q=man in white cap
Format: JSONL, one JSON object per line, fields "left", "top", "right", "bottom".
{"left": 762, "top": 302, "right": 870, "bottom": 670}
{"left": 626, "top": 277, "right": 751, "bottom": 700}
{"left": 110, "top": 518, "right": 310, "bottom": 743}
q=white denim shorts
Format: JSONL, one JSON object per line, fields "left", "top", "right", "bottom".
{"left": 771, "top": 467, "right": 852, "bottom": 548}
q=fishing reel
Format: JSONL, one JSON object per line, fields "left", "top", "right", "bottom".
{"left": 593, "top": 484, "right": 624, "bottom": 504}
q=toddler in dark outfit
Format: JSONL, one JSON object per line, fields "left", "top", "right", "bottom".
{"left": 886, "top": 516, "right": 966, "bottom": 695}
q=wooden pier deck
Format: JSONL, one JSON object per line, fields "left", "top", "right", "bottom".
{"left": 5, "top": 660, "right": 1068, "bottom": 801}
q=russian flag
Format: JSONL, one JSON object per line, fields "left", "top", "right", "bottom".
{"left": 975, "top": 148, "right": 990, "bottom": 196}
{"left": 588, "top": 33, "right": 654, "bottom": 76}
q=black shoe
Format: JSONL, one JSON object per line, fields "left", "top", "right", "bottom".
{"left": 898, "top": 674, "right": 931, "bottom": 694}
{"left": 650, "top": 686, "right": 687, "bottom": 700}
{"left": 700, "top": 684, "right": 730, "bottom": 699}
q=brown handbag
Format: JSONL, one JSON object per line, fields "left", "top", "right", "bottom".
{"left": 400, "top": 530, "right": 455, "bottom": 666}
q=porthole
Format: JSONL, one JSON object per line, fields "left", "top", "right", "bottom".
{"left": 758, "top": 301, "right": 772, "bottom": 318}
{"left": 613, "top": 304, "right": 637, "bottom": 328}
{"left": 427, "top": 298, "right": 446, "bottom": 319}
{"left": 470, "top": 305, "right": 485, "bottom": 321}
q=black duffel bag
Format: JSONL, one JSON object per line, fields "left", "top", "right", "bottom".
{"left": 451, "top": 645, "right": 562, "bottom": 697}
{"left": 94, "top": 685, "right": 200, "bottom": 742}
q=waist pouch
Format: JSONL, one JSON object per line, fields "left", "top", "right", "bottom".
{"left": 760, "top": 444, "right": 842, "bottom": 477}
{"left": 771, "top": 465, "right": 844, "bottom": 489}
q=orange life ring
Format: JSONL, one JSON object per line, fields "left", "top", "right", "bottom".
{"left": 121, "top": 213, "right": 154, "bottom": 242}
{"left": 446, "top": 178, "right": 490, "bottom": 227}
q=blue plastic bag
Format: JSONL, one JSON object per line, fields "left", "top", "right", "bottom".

- **Exercise directions**: Each of the records is to be repeated word for word.

- **Exercise solution**:
q=man in white cap
Format: JSONL, one JSON object per line, fields "left", "top", "right", "bottom".
{"left": 762, "top": 302, "right": 870, "bottom": 670}
{"left": 626, "top": 277, "right": 751, "bottom": 700}
{"left": 110, "top": 518, "right": 310, "bottom": 743}
q=white denim shorts
Format: JSONL, one JSON object per line, fields "left", "top", "right", "bottom".
{"left": 771, "top": 467, "right": 852, "bottom": 548}
q=fishing reel
Format: JSONL, one JSON object per line, fields "left", "top", "right", "bottom".
{"left": 593, "top": 484, "right": 624, "bottom": 504}
q=toddler in dark outfit
Format: JSONL, one JSON object per line, fields "left", "top", "right", "bottom".
{"left": 886, "top": 516, "right": 966, "bottom": 695}
q=wooden pier deck
Format: JSONL, one JSON object per line, fields "left", "top", "right", "bottom".
{"left": 5, "top": 660, "right": 1068, "bottom": 801}
q=russian flag
Format: JSONL, one JSON object per line, fields "left", "top", "right", "bottom".
{"left": 975, "top": 148, "right": 990, "bottom": 196}
{"left": 588, "top": 33, "right": 654, "bottom": 76}
q=black shoe
Format: JSONL, one JSON object per line, fields "left", "top", "right", "bottom".
{"left": 898, "top": 674, "right": 931, "bottom": 694}
{"left": 650, "top": 686, "right": 687, "bottom": 700}
{"left": 700, "top": 684, "right": 730, "bottom": 699}
q=brown handbag
Format: JSONL, one JSON object per line, fields "left", "top", "right", "bottom".
{"left": 400, "top": 530, "right": 455, "bottom": 666}
q=porthole
Format: JSONL, one JSON object per line, fields "left", "top", "right", "bottom".
{"left": 758, "top": 301, "right": 772, "bottom": 318}
{"left": 613, "top": 304, "right": 637, "bottom": 328}
{"left": 427, "top": 298, "right": 446, "bottom": 319}
{"left": 470, "top": 305, "right": 485, "bottom": 321}
q=black duffel bag
Format: JSONL, one JSON object per line, fields "left", "top", "right", "bottom".
{"left": 451, "top": 645, "right": 562, "bottom": 697}
{"left": 94, "top": 685, "right": 200, "bottom": 742}
q=waist pouch
Format: JSONL, one JSON object per line, fields "left", "top", "right", "bottom".
{"left": 760, "top": 444, "right": 842, "bottom": 477}
{"left": 771, "top": 465, "right": 844, "bottom": 489}
q=orange life ring
Format: JSONL, one JSON object per line, fields "left", "top", "right", "bottom".
{"left": 121, "top": 213, "right": 154, "bottom": 242}
{"left": 446, "top": 178, "right": 490, "bottom": 227}
q=blue plastic bag
Format: JSONL, one JSON object per line, fields "left", "top", "right", "bottom".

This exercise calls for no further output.